* **文章**:
○ ○ ○
爬取王者荣耀官网的全部皮肤大图

创建时间：2024年3月1日

背景

爬取《王者荣耀》游戏图片。

思路分析

观察网页的html结构，我们可以找到每一个英雄的连接

将英雄页面提取出来，我们可以得出皮肤的名字和地址在什么地方，以上面规则组合起来的

效果

完整代码

# 导入模块
import os
import re
import requests
from bs4 import BeautifulSoup
# 创建文件夹
folder_path = "./honorOfKings"
if not os.path.exists(folder_path):
    os.makedirs(folder_path)
# 设置爬取的URL和请求头
url = "https://pvp.qq.com/web201605/herolist.shtml"  # 王者荣耀英雄资料列表
headers = \
    {
        "User-Agent": "Mozilla/5.0 (Windows NT 10.0; Win64; x64) AppleWebKit/537.36 (KHTML, like Gecko) Chrome/115.0.0.0 Safari/537.36 Edg/115.0.1901.203", }

# 发送HTTP请求获取网页内容
html = requests.request("get", url=url, headers=headers).text
# 使用BeautifulSoup解析HTML
soup = BeautifulSoup(html, "lxml")
# 始化一个空列表，用于存储提取的英雄资料
list = []

for i in soup.find_all(attrs={"class": "herolist clearfix"}):
    for o in i.find_all("a"):
        list.append(f"https://pvp.qq.com/web201605/" + o.get("href"))
○ ○ ○
* **提供材料**:
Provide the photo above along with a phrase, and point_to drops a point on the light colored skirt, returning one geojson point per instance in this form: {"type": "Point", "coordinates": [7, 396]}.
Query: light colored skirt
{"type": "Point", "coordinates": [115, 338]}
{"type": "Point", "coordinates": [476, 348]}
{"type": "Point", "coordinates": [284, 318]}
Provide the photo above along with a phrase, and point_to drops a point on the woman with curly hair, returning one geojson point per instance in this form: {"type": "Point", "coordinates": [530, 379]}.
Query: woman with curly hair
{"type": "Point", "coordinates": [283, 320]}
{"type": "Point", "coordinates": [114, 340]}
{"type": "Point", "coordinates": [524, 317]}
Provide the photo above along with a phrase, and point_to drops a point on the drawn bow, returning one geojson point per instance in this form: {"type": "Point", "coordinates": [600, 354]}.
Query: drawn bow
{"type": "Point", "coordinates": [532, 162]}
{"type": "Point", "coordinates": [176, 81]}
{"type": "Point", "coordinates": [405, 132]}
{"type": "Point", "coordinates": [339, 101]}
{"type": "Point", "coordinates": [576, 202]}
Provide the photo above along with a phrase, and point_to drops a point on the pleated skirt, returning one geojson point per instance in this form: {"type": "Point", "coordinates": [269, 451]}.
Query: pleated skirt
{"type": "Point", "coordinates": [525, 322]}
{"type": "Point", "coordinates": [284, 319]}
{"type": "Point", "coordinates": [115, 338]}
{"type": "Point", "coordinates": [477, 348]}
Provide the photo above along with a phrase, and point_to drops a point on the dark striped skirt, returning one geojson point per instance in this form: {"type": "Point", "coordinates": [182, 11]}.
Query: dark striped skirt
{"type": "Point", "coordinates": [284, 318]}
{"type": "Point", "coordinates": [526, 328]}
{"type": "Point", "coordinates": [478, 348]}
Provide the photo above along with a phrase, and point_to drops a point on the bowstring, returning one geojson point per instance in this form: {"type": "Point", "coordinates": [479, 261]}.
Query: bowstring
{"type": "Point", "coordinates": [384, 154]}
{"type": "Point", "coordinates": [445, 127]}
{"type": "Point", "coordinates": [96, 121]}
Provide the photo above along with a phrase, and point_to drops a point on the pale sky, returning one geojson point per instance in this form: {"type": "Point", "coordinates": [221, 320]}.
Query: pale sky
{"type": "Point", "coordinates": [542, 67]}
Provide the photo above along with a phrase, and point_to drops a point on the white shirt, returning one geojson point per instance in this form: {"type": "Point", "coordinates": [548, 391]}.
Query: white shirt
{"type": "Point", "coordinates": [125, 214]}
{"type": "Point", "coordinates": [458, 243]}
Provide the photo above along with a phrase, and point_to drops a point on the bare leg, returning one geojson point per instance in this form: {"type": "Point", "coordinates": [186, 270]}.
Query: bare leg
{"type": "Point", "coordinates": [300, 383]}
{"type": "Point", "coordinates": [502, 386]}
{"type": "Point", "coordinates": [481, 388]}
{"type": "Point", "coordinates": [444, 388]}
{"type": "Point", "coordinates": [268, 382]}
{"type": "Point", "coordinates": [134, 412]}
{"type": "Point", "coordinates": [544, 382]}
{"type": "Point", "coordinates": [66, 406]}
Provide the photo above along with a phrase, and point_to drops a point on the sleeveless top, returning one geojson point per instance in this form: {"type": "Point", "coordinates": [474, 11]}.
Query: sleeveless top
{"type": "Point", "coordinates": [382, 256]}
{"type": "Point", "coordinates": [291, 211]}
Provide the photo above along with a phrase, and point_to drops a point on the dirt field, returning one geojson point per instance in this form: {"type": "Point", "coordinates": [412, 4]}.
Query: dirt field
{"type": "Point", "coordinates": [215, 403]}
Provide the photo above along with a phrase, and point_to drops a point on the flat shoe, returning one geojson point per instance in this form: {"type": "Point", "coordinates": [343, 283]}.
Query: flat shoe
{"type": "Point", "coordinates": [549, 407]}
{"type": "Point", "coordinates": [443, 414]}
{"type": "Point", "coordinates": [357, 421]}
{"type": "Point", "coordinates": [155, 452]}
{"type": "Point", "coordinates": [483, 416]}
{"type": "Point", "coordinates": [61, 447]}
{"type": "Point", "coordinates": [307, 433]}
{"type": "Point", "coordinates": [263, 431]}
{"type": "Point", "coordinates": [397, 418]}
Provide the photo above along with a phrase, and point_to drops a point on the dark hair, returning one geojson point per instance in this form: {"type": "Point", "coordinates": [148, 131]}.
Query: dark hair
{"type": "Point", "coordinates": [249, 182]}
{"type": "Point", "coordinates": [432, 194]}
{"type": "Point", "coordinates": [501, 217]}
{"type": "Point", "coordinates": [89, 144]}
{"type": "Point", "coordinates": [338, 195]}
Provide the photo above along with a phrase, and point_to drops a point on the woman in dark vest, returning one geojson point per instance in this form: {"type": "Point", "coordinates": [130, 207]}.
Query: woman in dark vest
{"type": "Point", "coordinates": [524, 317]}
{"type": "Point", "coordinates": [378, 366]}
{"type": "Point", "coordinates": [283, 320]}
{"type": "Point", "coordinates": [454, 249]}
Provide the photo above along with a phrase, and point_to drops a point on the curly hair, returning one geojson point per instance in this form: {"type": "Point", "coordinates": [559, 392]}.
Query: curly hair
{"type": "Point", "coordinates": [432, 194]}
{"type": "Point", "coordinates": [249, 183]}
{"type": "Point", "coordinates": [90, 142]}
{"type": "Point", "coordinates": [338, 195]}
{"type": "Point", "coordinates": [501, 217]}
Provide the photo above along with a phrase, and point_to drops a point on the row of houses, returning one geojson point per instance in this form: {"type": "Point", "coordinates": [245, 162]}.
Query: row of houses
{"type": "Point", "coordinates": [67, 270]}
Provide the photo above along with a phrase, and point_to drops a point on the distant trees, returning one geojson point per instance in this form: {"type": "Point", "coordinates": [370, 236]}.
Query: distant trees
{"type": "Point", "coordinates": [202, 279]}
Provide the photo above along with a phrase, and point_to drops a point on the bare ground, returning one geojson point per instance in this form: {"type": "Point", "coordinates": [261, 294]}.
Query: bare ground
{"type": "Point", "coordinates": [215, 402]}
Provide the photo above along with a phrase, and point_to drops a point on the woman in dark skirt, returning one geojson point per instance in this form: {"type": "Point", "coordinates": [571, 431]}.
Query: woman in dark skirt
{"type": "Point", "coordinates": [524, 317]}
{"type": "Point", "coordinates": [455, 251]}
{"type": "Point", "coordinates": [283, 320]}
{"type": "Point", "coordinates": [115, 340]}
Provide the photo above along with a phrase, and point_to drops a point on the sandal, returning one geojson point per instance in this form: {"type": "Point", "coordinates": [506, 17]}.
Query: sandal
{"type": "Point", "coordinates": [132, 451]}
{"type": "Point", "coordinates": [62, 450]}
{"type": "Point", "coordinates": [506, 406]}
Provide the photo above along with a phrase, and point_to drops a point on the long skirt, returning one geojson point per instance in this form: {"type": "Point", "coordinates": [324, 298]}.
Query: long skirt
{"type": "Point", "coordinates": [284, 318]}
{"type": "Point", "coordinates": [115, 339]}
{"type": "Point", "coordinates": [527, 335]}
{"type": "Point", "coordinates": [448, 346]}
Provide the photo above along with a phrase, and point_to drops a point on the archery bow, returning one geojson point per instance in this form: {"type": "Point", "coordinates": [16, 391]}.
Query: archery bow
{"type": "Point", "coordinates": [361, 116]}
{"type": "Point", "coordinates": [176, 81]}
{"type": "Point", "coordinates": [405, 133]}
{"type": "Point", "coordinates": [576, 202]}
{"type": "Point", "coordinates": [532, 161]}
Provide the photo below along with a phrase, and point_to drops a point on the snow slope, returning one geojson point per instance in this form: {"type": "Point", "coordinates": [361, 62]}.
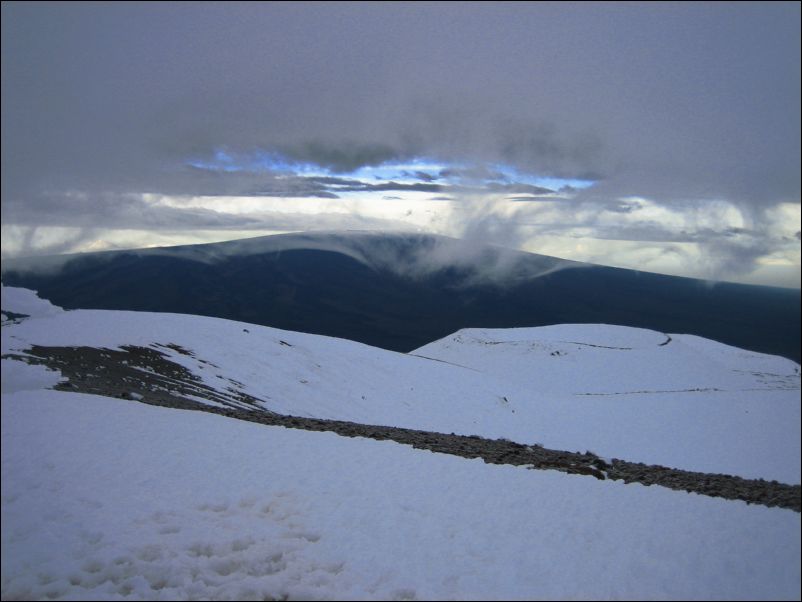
○ ○ ○
* **书面题目 1**:
根据王者荣耀皮肤爬取一文，回答以下问题：
(a) 代码创建的用于保存图片的文件夹路径是什么？
(b) 用BeautifulSoup解析网页时指定了哪种解析器？
(c) 提取英雄链接时，查找的class属性值是什么？
* **书面题目 2**: 接着王者荣耀皮肤爬取一文的最后一行代码往下写。

* **任务输出 1**:
(a) ./honorOfKings
(b) lxml
(c) herolist clearfix

* **任务输出 2**:
count = 1
for ix in list:  # 遍历每个英雄链接
    # 发送HTTP请求获取英雄页面内容
    htm = requests.get(url=ix, headers=headers).content
    soup1 = BeautifulSoup(htm, "lxml")
    # 提取皮肤图片相关信息
    for img_pf in soup1.find_all(attrs={"class": "pic-pf-list pic-pf-list3"}):
        img_pf_name = img_pf.get('data-imgname').split('|')
        temp_list = []
        for index, pf_no in enumerate(img_pf_name):
            temp_list.append([index + 1, pf_no])
            # 提取皮肤图片URL并下载
        for z in soup1.find_all(attrs={"class": "zk-con1"}):
            Get_style = z.get('style')
            img_url = re.search(r"//.*-", str(Get_style)).group()
            for io in temp_list:
                hero_name = soup1.find(attrs={"class": "cover-name"}).get_text()
                style_name = re.search(r'[\u4e00-\u9fa5]+', str(io[1])).group()
                style_index = (io[0])
                hero_url = f'https:' + str(img_url) + str(style_index) + ".jpg"
                pic = requests.get(hero_url).content
                with open(f"./{folder_path}/{hero_name}-{style_name}.jpg", "wb") as f:
                    f.write(pic)
                print(f"正在下载 === 英雄 :【{hero_name}】 的 【{style_name} 】皮肤图片 ==,这是下载的第{count}张图片。")
                count += 1
print(f"图片下载完毕！总共下载图片为{count}张。")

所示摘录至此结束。